■ Exercise prompt ■
Take the line that contains "of the dirt" as the first line and the last line of the material below as the final one; reproduce exactly the lines between, inclusive.

:: Supplied entries

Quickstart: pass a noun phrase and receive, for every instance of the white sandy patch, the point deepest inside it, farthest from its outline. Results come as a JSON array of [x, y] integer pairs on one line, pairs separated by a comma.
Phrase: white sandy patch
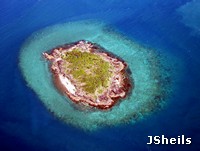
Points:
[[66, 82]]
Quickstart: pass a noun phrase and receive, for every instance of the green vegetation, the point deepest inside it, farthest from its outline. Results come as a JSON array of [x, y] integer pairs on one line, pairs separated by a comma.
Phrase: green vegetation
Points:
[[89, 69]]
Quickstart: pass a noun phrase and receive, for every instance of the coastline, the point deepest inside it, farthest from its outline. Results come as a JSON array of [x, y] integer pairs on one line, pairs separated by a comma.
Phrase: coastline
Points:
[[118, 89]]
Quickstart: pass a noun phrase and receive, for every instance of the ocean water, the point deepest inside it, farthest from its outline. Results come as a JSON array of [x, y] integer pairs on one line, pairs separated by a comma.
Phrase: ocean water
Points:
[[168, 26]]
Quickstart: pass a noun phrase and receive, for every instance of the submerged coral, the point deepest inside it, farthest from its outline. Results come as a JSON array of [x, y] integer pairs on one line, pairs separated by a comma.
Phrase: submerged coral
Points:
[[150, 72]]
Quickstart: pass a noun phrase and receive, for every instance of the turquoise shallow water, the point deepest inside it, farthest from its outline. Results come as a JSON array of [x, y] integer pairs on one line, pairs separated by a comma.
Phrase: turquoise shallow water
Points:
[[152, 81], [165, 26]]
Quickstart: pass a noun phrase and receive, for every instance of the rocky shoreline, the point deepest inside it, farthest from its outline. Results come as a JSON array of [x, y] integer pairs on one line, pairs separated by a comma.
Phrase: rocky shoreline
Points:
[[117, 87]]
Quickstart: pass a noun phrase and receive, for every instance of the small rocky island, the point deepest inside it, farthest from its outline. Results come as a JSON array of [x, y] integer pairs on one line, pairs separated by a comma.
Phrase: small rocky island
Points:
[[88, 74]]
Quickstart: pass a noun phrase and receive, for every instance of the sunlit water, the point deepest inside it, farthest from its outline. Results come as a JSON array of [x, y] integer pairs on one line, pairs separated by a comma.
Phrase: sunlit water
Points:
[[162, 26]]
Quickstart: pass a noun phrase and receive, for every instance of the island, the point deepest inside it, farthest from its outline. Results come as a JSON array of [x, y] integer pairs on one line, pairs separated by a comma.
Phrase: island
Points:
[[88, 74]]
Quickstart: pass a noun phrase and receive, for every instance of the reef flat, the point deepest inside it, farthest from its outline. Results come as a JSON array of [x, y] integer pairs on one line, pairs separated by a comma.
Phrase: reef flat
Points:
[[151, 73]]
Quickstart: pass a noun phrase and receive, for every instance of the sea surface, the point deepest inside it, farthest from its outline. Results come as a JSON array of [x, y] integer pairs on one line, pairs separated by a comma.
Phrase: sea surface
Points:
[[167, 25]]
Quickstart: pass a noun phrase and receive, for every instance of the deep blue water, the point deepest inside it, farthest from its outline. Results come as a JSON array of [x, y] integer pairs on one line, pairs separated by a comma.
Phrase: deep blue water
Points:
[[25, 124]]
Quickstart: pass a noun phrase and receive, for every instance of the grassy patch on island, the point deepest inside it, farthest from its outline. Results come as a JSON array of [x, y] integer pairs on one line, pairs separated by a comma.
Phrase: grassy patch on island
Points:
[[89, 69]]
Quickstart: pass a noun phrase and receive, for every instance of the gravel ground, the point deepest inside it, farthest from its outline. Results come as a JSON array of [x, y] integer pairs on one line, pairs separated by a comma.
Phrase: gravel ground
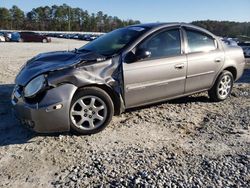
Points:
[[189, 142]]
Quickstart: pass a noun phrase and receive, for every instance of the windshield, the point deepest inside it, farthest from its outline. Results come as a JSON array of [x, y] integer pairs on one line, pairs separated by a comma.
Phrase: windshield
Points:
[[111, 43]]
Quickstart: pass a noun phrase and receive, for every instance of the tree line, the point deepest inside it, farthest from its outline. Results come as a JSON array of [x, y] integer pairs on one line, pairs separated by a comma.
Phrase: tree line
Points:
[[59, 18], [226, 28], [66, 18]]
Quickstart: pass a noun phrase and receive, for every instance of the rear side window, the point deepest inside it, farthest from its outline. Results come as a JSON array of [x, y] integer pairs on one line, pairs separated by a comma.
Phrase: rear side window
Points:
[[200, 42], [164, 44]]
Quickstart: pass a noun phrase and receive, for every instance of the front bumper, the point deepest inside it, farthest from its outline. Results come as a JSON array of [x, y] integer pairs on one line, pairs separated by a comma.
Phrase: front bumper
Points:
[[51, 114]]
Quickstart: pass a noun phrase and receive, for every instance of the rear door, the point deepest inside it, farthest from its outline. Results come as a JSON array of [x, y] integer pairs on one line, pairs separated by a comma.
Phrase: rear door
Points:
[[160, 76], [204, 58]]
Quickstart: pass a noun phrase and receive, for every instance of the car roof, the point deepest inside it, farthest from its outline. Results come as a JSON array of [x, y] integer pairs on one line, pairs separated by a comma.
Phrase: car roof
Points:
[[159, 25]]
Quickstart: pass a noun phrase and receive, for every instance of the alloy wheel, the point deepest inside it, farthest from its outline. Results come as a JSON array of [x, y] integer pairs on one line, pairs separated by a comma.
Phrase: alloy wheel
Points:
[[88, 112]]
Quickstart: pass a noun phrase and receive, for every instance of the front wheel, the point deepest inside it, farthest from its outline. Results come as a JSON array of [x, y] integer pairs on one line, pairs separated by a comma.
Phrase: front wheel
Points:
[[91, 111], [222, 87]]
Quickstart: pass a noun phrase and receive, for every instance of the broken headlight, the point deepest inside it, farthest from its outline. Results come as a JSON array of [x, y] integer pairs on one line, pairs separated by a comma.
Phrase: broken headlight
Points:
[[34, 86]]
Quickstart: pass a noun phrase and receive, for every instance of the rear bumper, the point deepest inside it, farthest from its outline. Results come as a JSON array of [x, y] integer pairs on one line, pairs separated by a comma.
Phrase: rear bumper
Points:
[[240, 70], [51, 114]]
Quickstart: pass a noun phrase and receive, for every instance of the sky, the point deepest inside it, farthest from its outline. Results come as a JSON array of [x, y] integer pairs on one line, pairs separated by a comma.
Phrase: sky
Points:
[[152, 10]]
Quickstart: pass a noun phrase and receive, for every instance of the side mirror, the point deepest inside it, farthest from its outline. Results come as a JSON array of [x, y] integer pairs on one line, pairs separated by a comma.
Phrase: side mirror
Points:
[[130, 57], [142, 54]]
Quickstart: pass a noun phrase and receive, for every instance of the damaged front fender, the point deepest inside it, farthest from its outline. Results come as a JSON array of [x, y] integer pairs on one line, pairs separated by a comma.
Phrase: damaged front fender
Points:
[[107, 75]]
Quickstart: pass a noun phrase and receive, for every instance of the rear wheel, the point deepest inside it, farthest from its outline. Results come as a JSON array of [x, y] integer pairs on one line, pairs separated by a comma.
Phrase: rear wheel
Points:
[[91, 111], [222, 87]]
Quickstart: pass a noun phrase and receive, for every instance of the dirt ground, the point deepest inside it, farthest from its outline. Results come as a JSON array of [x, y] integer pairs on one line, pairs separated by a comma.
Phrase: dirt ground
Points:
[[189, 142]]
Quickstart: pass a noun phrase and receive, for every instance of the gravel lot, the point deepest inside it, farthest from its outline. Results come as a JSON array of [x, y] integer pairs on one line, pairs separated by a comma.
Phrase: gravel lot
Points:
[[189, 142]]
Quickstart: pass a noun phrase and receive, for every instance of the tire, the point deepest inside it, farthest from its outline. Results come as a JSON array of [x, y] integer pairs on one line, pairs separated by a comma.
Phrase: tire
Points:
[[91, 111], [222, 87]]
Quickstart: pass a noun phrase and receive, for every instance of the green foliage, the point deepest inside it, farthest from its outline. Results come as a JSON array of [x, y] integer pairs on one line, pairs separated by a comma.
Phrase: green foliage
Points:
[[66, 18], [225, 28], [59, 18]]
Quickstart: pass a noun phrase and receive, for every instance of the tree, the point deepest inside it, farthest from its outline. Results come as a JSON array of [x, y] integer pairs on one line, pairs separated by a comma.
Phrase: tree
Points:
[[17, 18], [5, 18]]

::::

■ Exercise answer ■
Quickstart: pass a noun phrase and receive, for every instance of the dirt ground, the point deepest inside it, farthest from its outline. Results come as a JSON array of [x, y] integer pairs on one line, pairs separated by a comma.
Phrase: dirt ground
Points:
[[189, 142]]
Quickstart: pass a noun phrase and receive, for every instance of the gravel lot, the point deepest inside it, farthest from its outline. Results come as a JSON array of [x, y] integer pairs on one line, pairs separated by a comma.
Phrase: gravel lot
Points:
[[189, 142]]
Quickstart: pass a noun phrase and receive, for every instance of the tire, the point deepest inside it, farthest from its outline. Results come as a JSON array of [x, y] integer pairs on one line, pairs separated by a comma.
Phrase: tire
Points:
[[91, 111], [222, 87]]
Quickstart: pass a noun phrase and receive, for every instance of the green foliage, the point deepest inside it, farthest from its outline. Results come as a JSON array of [x, y] integer pairs on one line, pairs separated by a comma.
Phrase: green foliage
Points:
[[66, 18], [225, 28], [59, 18]]
Quickstart: pass a noun phrase and receive, for every instance of the tree, the point deepest inside it, farthest from its outline. Results come as a JSON array of [x, y] integer pairs on one line, pairs separated by a comma.
Phrase: tree
Points:
[[17, 18], [5, 18]]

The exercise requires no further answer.